MATERIAL SHOWN START

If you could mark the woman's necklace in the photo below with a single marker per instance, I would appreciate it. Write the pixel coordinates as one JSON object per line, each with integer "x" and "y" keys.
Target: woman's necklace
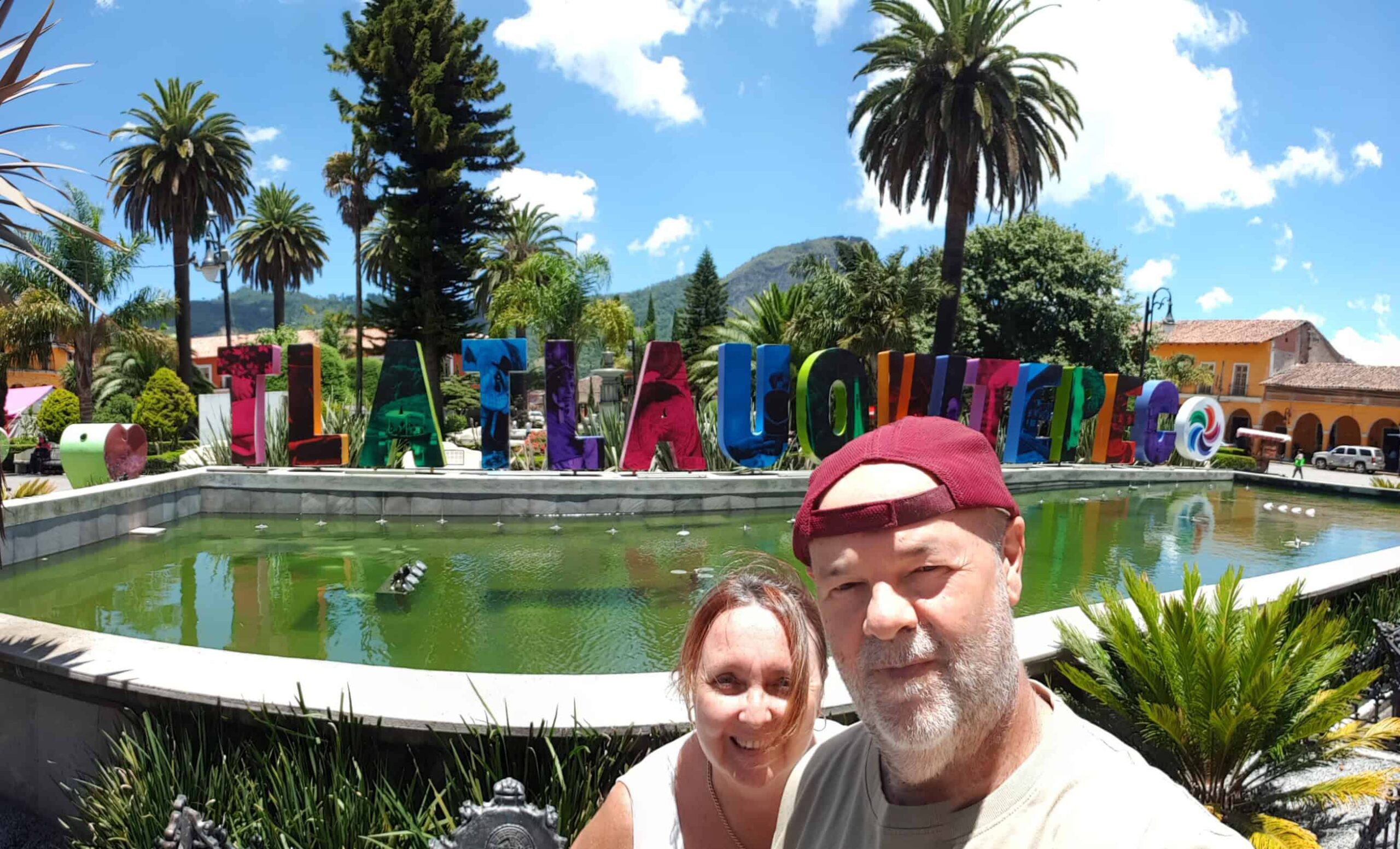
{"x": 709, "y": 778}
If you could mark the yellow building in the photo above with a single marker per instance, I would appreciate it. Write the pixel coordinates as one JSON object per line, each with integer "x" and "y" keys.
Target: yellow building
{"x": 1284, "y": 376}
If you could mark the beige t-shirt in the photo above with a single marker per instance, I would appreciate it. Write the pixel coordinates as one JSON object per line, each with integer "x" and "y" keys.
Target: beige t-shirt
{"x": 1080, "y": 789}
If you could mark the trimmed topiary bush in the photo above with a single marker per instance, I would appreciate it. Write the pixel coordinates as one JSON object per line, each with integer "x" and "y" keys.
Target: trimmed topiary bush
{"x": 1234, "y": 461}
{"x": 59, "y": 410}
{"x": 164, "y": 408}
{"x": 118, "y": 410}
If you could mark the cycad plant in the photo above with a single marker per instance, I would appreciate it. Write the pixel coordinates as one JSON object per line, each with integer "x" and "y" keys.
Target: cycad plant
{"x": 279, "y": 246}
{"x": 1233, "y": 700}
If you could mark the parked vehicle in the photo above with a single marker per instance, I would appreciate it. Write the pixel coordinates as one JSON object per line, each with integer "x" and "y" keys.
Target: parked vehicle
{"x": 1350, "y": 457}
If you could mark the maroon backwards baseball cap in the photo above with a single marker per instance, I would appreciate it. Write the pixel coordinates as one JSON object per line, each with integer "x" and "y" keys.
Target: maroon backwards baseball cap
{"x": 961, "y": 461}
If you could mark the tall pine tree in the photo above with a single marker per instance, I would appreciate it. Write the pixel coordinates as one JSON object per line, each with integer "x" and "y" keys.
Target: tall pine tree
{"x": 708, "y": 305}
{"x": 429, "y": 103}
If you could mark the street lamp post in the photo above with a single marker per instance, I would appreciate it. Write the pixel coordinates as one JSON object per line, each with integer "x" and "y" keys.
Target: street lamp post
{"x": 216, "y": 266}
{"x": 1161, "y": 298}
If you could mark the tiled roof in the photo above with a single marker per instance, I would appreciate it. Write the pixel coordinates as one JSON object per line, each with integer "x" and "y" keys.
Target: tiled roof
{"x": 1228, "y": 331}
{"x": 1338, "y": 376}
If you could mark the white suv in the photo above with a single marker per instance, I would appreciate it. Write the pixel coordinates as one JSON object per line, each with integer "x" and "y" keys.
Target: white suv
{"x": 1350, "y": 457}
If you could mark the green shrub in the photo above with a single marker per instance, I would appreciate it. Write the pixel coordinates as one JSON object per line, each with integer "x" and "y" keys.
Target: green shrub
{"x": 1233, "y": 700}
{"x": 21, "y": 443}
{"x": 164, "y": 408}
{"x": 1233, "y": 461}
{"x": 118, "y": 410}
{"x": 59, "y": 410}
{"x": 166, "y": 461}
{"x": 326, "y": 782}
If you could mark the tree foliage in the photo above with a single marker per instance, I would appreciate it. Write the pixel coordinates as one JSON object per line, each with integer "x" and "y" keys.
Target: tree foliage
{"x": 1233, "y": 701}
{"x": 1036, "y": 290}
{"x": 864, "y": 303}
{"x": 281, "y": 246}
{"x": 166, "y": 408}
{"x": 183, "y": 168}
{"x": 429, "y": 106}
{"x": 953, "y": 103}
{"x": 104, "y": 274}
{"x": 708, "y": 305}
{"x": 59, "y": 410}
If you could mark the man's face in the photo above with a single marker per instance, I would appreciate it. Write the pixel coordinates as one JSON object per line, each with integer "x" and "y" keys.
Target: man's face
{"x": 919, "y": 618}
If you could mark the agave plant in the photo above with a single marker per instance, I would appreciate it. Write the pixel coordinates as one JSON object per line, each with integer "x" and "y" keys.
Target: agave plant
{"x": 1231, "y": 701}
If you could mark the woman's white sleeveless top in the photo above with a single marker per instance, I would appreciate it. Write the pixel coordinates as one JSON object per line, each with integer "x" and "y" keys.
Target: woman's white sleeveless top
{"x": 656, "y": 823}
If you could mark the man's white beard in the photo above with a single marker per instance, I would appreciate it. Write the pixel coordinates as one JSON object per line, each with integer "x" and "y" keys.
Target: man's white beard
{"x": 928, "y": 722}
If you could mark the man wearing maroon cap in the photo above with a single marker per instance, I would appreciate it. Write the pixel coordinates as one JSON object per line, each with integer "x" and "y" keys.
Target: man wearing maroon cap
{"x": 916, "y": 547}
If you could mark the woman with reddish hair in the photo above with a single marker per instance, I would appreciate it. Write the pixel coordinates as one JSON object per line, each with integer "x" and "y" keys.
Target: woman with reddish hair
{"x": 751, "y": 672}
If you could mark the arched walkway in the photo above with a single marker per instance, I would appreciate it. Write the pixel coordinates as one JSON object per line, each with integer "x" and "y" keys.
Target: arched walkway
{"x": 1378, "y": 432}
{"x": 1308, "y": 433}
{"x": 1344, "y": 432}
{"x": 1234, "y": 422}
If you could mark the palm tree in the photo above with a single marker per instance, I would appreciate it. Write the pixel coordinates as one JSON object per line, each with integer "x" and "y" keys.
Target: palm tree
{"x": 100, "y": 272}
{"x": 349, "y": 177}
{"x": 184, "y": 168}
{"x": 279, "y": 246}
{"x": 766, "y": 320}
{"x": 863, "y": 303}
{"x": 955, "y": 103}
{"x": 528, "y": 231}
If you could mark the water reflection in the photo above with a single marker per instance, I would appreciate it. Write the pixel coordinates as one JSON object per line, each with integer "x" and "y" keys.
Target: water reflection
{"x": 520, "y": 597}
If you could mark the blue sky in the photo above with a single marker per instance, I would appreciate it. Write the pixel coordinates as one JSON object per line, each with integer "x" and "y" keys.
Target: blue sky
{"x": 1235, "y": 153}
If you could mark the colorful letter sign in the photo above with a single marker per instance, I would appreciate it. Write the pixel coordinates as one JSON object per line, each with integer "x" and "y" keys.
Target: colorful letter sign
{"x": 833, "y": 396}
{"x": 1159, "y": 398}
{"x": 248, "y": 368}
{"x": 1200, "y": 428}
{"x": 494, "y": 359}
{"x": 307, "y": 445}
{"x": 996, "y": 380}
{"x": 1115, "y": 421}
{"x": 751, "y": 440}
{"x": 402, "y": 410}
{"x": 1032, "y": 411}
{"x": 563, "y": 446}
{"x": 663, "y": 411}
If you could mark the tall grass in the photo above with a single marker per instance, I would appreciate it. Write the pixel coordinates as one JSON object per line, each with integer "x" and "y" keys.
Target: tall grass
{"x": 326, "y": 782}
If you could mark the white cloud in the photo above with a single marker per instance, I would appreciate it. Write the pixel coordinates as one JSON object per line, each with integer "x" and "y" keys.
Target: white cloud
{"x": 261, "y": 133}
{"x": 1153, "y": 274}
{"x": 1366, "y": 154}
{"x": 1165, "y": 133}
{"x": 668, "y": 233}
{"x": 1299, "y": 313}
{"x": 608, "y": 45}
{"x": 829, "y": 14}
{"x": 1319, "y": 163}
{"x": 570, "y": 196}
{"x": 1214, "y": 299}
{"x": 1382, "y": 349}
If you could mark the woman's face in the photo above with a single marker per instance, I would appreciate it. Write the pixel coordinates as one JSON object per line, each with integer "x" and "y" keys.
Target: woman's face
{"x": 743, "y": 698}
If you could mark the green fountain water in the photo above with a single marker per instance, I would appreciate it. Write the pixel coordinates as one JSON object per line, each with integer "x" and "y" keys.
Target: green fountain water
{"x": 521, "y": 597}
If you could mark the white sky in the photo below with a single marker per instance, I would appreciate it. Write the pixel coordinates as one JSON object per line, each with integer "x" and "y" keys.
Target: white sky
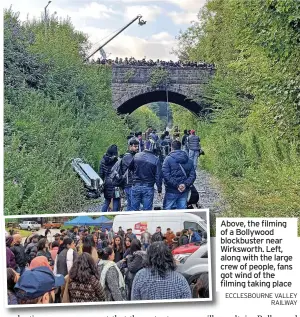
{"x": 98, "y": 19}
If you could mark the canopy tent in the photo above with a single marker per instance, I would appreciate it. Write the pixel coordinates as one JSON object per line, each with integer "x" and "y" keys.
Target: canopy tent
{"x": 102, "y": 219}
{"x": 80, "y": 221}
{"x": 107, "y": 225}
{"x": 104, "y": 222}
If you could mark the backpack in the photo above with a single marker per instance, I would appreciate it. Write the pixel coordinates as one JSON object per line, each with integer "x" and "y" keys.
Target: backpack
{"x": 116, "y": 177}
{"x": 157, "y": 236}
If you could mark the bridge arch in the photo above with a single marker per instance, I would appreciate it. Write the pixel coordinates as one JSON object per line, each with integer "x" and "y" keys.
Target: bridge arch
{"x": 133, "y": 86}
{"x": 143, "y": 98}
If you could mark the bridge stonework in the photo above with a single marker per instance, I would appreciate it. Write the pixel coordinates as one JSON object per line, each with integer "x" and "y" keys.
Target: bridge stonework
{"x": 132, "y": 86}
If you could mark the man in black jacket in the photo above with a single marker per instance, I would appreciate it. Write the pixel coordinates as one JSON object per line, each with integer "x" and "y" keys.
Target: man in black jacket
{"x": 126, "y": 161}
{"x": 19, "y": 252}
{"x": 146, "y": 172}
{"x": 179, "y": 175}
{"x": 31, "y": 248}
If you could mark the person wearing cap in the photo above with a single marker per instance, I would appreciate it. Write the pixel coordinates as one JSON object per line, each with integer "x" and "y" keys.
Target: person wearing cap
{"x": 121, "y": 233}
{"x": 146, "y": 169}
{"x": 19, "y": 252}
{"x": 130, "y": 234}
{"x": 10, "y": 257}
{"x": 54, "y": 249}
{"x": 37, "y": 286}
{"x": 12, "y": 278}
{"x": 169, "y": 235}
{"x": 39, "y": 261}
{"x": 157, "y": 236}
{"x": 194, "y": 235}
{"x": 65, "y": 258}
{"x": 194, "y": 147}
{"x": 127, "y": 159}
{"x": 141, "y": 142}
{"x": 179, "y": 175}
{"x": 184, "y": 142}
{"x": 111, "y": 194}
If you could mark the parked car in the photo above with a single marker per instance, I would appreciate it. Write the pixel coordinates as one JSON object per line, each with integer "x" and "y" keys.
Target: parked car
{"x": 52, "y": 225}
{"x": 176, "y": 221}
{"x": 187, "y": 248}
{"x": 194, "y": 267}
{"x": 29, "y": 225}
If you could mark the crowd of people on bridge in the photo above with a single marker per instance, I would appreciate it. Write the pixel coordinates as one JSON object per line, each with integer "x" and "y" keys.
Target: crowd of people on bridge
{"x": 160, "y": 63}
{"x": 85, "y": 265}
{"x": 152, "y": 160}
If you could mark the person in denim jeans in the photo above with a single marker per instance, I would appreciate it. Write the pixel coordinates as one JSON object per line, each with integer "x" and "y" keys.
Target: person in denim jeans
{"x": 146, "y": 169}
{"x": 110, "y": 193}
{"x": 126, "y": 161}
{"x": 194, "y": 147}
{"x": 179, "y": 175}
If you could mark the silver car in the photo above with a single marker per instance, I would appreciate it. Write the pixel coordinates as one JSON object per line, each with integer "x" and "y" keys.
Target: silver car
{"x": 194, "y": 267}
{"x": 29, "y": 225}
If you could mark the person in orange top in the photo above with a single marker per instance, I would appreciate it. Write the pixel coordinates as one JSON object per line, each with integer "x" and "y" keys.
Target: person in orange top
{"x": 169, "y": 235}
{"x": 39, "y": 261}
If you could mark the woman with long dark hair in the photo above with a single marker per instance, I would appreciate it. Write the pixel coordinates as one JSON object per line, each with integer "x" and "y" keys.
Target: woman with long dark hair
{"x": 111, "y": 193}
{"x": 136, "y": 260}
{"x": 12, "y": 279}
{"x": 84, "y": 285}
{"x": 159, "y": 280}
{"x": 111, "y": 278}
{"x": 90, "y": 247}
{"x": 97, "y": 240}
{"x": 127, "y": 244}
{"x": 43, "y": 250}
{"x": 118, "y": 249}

MATERIAL SHOWN END

Look through the data and gather every line with the string "below" in it.

If you could mark the woman's necklace in the photo below with a single marker per instance, I would appreciate it. Write the pixel coordinates as one JSON object per line, each with integer "x" and "y" keys.
If you could mark the white sky in the photo below with a single marker per instance, I would appreciate it. Write the pixel coordinates as one JSON object per line, each with integer "x" and "y" keys.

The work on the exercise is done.